DIGITAL CLASH: Comms and Social: Have we won the War?

272900992_18af4400c3_oA few things have crossed my timeline of late that reminds me that comms and social for all their outward signs are struggling to fit.

Sure, there are still dinosaurs. But they’re dying out and have lost the battle so let’s not bother with them.

Ignorance is being replaced with the realisation that social media can’t be ignored by comms and PR people. Great.

But have we truly won the war? I’m not at all convinced we have.

There is a mindset that sees digital as a one way tick box exercise that exists only to generate likes or calls to action. In other words, it’s an extension of what traditional comms has always tried to be.

I absolutely get the need for comms teams to demonstrate worth. You sit down with the organisation, you listen to how you need to recruit 10 more carers to save £100k. Then you communicate to the right people at the right time in the right place. You record the new carers. Then you report back what you did.

I get that in spades.

I also get enthusiastically the idea that comms is not the size of the audience but what that audience has done as a result of what you’ve done.

◆ WHAT IS EXPECTED ◆
Carry on the post about comms and social media from where it stops. The rows after this point are separate material, unrelated to the post on comms and social media.

◆ SUPPLIED INFORMATION ◆
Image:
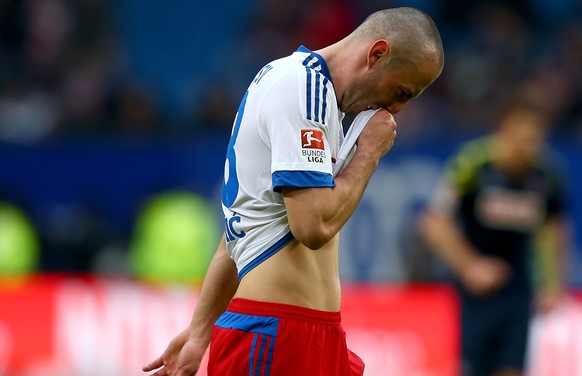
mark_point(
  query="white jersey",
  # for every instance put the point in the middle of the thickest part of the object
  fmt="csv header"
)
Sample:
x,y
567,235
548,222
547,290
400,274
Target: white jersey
x,y
287,133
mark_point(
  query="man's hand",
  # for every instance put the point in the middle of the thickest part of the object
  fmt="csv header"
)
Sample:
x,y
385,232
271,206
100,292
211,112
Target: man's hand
x,y
181,358
378,135
485,275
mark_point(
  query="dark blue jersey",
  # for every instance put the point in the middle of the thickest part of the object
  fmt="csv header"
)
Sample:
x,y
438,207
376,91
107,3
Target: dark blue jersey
x,y
499,212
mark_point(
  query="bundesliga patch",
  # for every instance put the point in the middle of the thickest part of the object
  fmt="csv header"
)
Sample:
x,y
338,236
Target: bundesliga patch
x,y
312,145
311,139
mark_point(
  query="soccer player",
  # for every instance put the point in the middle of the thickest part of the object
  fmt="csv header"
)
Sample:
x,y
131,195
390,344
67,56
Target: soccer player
x,y
283,207
496,195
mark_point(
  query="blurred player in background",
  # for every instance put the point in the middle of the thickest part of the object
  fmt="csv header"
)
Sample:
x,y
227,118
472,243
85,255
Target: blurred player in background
x,y
284,208
497,194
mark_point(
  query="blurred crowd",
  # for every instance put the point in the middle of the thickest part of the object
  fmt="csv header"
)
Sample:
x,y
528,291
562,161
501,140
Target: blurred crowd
x,y
69,69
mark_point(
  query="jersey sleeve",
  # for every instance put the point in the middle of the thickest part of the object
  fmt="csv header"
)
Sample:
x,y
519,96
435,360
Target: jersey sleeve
x,y
293,117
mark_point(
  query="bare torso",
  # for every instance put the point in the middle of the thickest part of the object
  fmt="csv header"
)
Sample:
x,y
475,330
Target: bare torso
x,y
297,275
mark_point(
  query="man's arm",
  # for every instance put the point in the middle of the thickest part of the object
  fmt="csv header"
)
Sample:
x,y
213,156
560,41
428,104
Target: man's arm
x,y
184,353
317,214
553,243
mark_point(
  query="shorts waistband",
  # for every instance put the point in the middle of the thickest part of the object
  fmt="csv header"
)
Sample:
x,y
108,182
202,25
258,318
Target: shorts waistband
x,y
257,308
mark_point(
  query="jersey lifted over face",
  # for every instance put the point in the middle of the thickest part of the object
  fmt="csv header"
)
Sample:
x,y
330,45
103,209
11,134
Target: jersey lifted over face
x,y
287,133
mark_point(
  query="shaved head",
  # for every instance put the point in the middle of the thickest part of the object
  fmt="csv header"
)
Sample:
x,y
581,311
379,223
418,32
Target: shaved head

◆ ANSWER TO THIS TASK ◆
I can also get the need to base comms on evidence and business cases to cut out the pointless vanity comms. You know the sort. The sort that needs this doing because we’ve always done it because the Director likes it.

I get that too.

I also get much of Rachel Moss’s post on not slavishly sticking to digital and doing traditional things too. If a poster works, use a poster. There is no earthly point, I’m guessing, for a LinkedIn group aimed at under fives.

I don’t think that comms people have fully realised what social is. It is not driven by likes, sign-ups and results. It is driven by conversation, sharing and stories. The return on investment comes as a spin-off and is all the more powerful for that.

Think of it in postal terms. It’s the difference between junk mail asking you to buy, buy, buy and the handwritten postcard addressed to you on your door mat.

I think of the police officer I spoke to early in my career who was one of the first to embrace Twitter. A senior officer he had a face that looked as though it had been in a few scraps in its time. I would not argue with that face if he asked me to move my car.

He used Twitter, the policeman told me, in exactly the same way as he would use conversation as if he walked down a parade of shops on his beat. He’d say good morning. He’d pass the time of day. He’d share a joke. He’d then ask someone once the ice was broken to remember to shut their windows when they went out in warm weather. Simple. And human.

The real return on investment for that officer comes in an emergency where there is a pre-built network of people willing to share their message.

Police officers get that you need to be human on the social web to be listened to. I’m not sure if comms people look at .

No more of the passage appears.